> Extrait du texte
▶

Les actionnaires de la Société minière de Boké ont-ils bénéficié des faveurs de la présidence de la République, pour s’assurer des droits miniers exclusifs sur les bauxites de Batafong dans la préfecture de Boké? Tout porte à croire que les « omissions » constatées dans le décret d’octroi du permis d’exploitation minière auraient été motivées par des intérêts qui restent à élucider.

Le mois d’avril 2019 a été important dans la filière de la bauxite. A cette époque, la Chine a établi un niveau record d’importation mensuelle de 9,8 millions de tonnes sur une capacité annuelle de 117 millions de tonnes (point sur le marché de la bauxite Chine, CM-mai 2019).

En avril les stocks de bauxite importés par la Chine sont passés à 50 millions de tonnes, les importateurs ayant profité de la baisse des taux de fret pour constituer des stocks en prévision des perturbations que la réglementation OM-2020 et les élections en Guinée pourraient entraîner en 2020.

SMB-Winning consortium prévoit une augmentation des exportations de la bauxite depuis la Guinée, en 2019, à plus de 40 millions de tonnes. Début mai, Rigel, d’une capacité  de 300 000 tonnes de minerai est arrivé dans le port de Yantai en Chine. Ce port confirme ainsi sa position de plaque tournante assurant le débarquement de la bauxite.

Depuis juillet 2015, la société minière de Boké (SMB) exploite les bauxites de Batafong, dans une situation de confusion, au regard des normes de gouvernance des industries extractives et du code minier guinéen en vigueur. Cette exploitation porte sur un scénario de base approuvé par l’étude de faisabilité de juin 2015, d’une production de 5 millions tonnes par an extensible à 10 millions tonnes par an. Pourtant, à présent l’on parle d’une production annuelle de plus de 40 millions de tonnes.

La SMB est la joint-venture entre la société chinoise Winning Alliance Port (WAP) et la guinéenne United Mining Supply (UMS). La SMB a réalisé toutes ses activités sous l’ombre de la présidence de la République. Même certaines de ses œuvres sociales dans la région administrative de Boké portent la marque de la présidence de la République.

M.Fadi Wazni (passeport français n°13DD22366) est le président du conseil d’administration de la société minière de Boké (RCCM/GC-KAL/ 055.689A/ 2014 tel que modifié par la formalité RCCM/GC-KAL-M/0064.977/2015). Mais aussi administrateur fondateur de la société alliance mining commodities (AMC) détentrice des droits d’exploitation des bauxites de Koumbia dans la préfecture de Gaoual.

◀

> Énoncé A
Reproduisez à l'identique les lignes du listing ci-dessous, en partant de la ligne qui contient "--target tan dog's front paw" et en continuant jusqu'à la ligne qui contient "Provide the mask of each instance of the tan dog's front", ces deux lignes comprises.

[Entrées d'étiquetage pour la segmentation]
▶

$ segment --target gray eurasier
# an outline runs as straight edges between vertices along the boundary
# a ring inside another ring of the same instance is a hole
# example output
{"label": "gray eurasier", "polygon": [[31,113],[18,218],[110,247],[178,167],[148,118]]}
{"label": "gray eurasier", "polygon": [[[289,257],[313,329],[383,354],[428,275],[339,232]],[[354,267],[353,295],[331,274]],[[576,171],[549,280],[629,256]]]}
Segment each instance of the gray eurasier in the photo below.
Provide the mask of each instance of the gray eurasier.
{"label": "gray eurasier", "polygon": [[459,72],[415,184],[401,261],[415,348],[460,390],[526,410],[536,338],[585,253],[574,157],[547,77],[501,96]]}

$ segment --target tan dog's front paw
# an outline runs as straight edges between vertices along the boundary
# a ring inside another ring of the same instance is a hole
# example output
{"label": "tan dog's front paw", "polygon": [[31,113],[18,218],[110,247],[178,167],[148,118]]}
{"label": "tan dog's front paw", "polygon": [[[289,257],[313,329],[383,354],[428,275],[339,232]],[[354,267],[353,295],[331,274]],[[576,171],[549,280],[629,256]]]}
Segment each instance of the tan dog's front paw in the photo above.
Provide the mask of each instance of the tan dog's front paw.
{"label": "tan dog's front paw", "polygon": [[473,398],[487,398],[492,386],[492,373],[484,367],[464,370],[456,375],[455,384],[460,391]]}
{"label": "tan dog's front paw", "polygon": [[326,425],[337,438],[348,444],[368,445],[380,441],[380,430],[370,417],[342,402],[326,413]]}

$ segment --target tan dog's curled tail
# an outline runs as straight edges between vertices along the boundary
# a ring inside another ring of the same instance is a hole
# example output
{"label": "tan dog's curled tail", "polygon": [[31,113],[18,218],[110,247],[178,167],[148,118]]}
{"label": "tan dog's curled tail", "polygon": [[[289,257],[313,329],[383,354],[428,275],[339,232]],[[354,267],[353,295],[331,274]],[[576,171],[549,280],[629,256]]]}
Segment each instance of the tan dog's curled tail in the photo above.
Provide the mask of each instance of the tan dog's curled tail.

◀

> Énoncé B
Citez mot pour mot le passage de l'article sur la Société minière de Boké qui commence par "Les actionnaires de" et se poursuit jusqu'à "restent à élucider.".

> Résultat attendu A
$ segment --target tan dog's front paw
# an outline runs as straight edges between vertices along the boundary
# a ring inside another ring of the same instance is a hole
# example output
{"label": "tan dog's front paw", "polygon": [[31,113],[18,218],[110,247],[178,167],[148,118]]}
{"label": "tan dog's front paw", "polygon": [[[289,257],[313,329],[383,354],[428,275],[339,232]],[[354,267],[353,295],[331,274]],[[576,171],[549,280],[629,256]]]}
Segment each instance of the tan dog's front paw in the photo above.
Provide the mask of each instance of the tan dog's front paw.

> Résultat attendu B
Les actionnaires de la Société minière de Boké ont-ils bénéficié des faveurs de la présidence de la République, pour s’assurer des droits miniers exclusifs sur les bauxites de Batafong dans la préfecture de Boké? Tout porte à croire que les « omissions » constatées dans le décret d’octroi du permis d’exploitation minière auraient été motivées par des intérêts qui restent à élucider.